PROBLEM REQUIREMENTS ▸ Return every record exactly as written.

____ LISTED ENTRIES

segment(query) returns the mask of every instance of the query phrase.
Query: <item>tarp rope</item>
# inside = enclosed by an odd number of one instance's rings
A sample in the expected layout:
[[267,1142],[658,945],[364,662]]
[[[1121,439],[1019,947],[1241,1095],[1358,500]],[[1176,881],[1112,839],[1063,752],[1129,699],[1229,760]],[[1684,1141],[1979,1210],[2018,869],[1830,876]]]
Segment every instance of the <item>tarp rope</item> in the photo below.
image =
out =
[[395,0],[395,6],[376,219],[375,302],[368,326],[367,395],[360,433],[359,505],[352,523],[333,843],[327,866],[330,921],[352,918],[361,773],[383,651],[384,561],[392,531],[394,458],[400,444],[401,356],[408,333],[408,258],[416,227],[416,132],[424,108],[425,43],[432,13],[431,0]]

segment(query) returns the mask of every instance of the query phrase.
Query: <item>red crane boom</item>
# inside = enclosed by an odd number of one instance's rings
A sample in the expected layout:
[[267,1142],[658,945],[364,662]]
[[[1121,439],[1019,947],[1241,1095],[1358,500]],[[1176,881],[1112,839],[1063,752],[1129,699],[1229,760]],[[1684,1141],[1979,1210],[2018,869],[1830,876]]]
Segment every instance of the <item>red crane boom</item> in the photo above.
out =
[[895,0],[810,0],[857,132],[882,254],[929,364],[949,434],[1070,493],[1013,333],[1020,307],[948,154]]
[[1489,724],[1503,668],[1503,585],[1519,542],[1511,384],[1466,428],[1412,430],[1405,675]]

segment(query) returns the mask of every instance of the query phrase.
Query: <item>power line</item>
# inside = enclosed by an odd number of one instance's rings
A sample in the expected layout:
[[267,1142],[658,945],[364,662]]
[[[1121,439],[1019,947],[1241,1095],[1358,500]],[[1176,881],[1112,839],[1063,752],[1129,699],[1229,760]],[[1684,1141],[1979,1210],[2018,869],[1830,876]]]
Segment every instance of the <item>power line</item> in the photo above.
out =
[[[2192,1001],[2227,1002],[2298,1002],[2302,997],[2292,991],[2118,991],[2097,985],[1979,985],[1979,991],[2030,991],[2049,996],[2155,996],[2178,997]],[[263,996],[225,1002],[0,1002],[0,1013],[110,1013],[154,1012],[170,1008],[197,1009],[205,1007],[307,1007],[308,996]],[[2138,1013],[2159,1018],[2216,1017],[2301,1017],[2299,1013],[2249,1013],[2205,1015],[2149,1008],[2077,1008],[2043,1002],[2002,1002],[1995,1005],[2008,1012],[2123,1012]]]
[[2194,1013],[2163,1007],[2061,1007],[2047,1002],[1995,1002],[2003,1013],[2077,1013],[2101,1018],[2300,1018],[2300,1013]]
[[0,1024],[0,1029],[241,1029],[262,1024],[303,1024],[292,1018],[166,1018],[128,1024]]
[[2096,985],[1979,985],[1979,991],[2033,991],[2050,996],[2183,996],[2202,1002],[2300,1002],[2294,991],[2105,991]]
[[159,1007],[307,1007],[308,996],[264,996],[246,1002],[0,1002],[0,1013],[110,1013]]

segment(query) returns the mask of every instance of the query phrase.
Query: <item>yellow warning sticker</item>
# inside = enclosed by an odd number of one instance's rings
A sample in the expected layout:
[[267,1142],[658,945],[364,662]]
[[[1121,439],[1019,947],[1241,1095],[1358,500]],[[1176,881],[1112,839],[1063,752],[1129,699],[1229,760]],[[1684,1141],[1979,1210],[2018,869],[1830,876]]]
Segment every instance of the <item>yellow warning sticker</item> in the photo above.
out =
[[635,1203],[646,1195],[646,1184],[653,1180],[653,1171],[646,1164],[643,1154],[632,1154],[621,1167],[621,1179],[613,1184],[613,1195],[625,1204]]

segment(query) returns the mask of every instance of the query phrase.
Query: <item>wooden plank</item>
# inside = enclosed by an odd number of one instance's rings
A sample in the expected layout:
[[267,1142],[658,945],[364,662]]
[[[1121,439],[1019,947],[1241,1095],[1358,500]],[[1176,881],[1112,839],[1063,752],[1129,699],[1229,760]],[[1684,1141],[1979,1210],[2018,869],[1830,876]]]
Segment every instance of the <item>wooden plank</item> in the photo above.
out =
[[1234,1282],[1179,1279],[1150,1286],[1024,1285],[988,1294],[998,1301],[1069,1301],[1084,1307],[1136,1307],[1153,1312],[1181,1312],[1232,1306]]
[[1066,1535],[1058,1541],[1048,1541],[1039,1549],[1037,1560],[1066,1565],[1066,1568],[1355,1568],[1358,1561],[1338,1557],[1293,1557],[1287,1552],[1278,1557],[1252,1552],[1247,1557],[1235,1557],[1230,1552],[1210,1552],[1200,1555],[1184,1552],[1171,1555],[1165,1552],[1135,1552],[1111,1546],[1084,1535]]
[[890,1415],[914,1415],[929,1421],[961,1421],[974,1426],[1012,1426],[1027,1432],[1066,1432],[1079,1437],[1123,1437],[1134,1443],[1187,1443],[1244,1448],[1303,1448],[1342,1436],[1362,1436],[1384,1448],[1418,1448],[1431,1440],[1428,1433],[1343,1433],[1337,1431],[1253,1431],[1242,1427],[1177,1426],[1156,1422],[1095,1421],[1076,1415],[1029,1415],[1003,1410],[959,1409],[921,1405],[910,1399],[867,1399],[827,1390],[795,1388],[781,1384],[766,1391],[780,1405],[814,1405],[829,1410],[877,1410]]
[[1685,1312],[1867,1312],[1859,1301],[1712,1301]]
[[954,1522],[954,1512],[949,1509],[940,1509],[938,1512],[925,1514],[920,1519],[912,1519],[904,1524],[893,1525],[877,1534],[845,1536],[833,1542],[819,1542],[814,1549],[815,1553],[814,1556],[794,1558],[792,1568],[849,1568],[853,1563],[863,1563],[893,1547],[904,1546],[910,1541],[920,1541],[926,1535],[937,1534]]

________

EXERCISE ANSWER ▸
segment(query) returns the mask of every instance of the query phrase.
Query: <item>tarp rope</item>
# inside = enclosed by an odd number of one instance's rings
A sample in the expected layout:
[[267,1142],[658,945],[364,662]]
[[[1121,439],[1019,947],[1241,1095],[1358,500]],[[1176,881],[1112,839],[1063,752],[1129,699],[1229,760]],[[1684,1141],[1979,1210],[2018,869],[1830,876]]]
Segment every instance of the <item>tarp rope</item> in the photo below.
image =
out =
[[395,0],[395,6],[376,219],[375,302],[368,326],[367,395],[360,433],[359,505],[352,523],[333,843],[327,866],[330,921],[352,918],[361,773],[383,651],[384,561],[392,531],[394,458],[400,444],[401,356],[408,333],[408,258],[416,227],[416,132],[424,108],[425,43],[432,13],[431,0]]

segment(query) returns the mask of every instance of the query phrase.
Query: <item>red crane boom</item>
# inside = enclosed by an odd number of one instance's rings
A sample in the expected layout:
[[267,1142],[658,945],[364,662]]
[[[1121,439],[1019,947],[1241,1095],[1358,500]],[[1176,881],[1112,839],[1063,752],[1129,699],[1229,760]],[[1684,1141],[1979,1210],[2018,869],[1830,876]]]
Segment every instance of the <item>red crane boom</item> in the photo above.
out =
[[895,0],[810,0],[857,132],[882,254],[929,364],[949,434],[1070,493],[1013,333],[1020,307],[948,154]]
[[1489,724],[1503,668],[1503,585],[1519,542],[1511,384],[1466,428],[1412,430],[1405,675]]

segment(query) returns the mask of every instance of the query phrase.
Query: <item>power line</item>
# inside = enclosed by an odd number of one instance's rings
A sample in the expected layout:
[[267,1142],[658,945],[364,662]]
[[[1121,439],[1019,947],[1241,1095],[1358,500]],[[1176,881],[1112,839],[1063,752],[1129,699],[1229,760]],[[1684,1141],[1979,1210],[2018,869],[1830,876]]]
Segment every instance of the <item>power line</item> in the photo above.
out =
[[[2192,1001],[2227,1002],[2298,1002],[2302,997],[2292,991],[2118,991],[2097,985],[1979,985],[1979,991],[2030,991],[2049,996],[2155,996],[2178,997]],[[263,996],[225,1002],[0,1002],[0,1013],[110,1013],[154,1012],[170,1008],[197,1009],[205,1007],[307,1007],[308,996]],[[2138,1013],[2159,1018],[2216,1017],[2301,1017],[2299,1013],[2249,1013],[2205,1015],[2149,1008],[2077,1008],[2043,1002],[2002,1002],[1995,1005],[2008,1012],[2123,1012]]]
[[2194,1013],[2163,1007],[2061,1007],[2047,1002],[1995,1002],[2003,1013],[2077,1013],[2101,1018],[2300,1018],[2300,1013]]
[[0,1024],[0,1029],[241,1029],[262,1024],[303,1024],[292,1018],[166,1018],[128,1024]]
[[2096,985],[1979,985],[1979,991],[2033,991],[2050,996],[2183,996],[2202,1002],[2300,1002],[2294,991],[2105,991]]
[[159,1007],[307,1007],[308,996],[264,996],[246,1002],[0,1002],[0,1013],[110,1013]]

segment(query) returns the mask of every instance of the query phrase.
Query: <item>yellow warning sticker</item>
# inside = enclosed by an odd number of one instance's rings
A sample in the expected layout:
[[267,1142],[658,945],[364,662]]
[[[1121,439],[1019,947],[1241,1095],[1358,500]],[[1176,881],[1112,839],[1063,752],[1129,699],[1229,760]],[[1684,1141],[1979,1210],[2018,869],[1830,876]]]
Segment every instance of the <item>yellow warning sticker</item> in the photo above.
out =
[[635,1203],[646,1195],[646,1184],[653,1180],[653,1171],[646,1164],[643,1154],[632,1154],[621,1167],[621,1179],[613,1184],[613,1195],[625,1204]]

segment(query) returns the mask of every instance of the query phrase.
Query: <item>wooden plank</item>
# inside = enclosed by an odd number of one instance's rings
A sample in the expected layout:
[[267,1142],[658,945],[364,662]]
[[[1121,439],[1019,947],[1241,1095],[1358,500]],[[1176,881],[1112,839],[1063,752],[1129,699],[1229,760]],[[1684,1141],[1979,1210],[2018,869],[1830,876]]]
Segment every instance of the <item>wooden plank</item> in the photo above.
out =
[[1234,1282],[1179,1279],[1150,1286],[1024,1285],[988,1294],[998,1301],[1069,1301],[1084,1307],[1136,1307],[1153,1312],[1181,1312],[1232,1306]]
[[1066,1535],[1058,1541],[1048,1541],[1039,1549],[1037,1560],[1066,1565],[1066,1568],[1355,1568],[1358,1561],[1338,1557],[1293,1557],[1287,1552],[1278,1557],[1252,1552],[1247,1557],[1235,1557],[1230,1552],[1210,1552],[1200,1555],[1184,1552],[1171,1555],[1165,1552],[1135,1552],[1111,1546],[1084,1535]]
[[890,1415],[914,1415],[929,1421],[961,1421],[974,1426],[1012,1426],[1027,1432],[1066,1432],[1079,1437],[1123,1437],[1134,1443],[1187,1443],[1244,1448],[1303,1448],[1342,1436],[1362,1436],[1384,1448],[1418,1448],[1431,1440],[1428,1433],[1343,1433],[1337,1431],[1253,1431],[1242,1427],[1177,1426],[1156,1422],[1095,1421],[1076,1415],[1029,1415],[1003,1410],[959,1409],[921,1405],[910,1399],[867,1399],[827,1390],[795,1388],[781,1384],[766,1391],[780,1405],[814,1405],[829,1410],[877,1410]]
[[1685,1312],[1867,1312],[1859,1301],[1712,1301]]
[[954,1522],[954,1512],[949,1509],[940,1509],[938,1512],[925,1514],[920,1519],[912,1519],[904,1524],[893,1525],[877,1534],[845,1536],[833,1542],[819,1542],[814,1549],[815,1553],[814,1556],[794,1558],[792,1568],[849,1568],[853,1563],[863,1563],[893,1547],[904,1546],[910,1541],[920,1541],[926,1535],[937,1534]]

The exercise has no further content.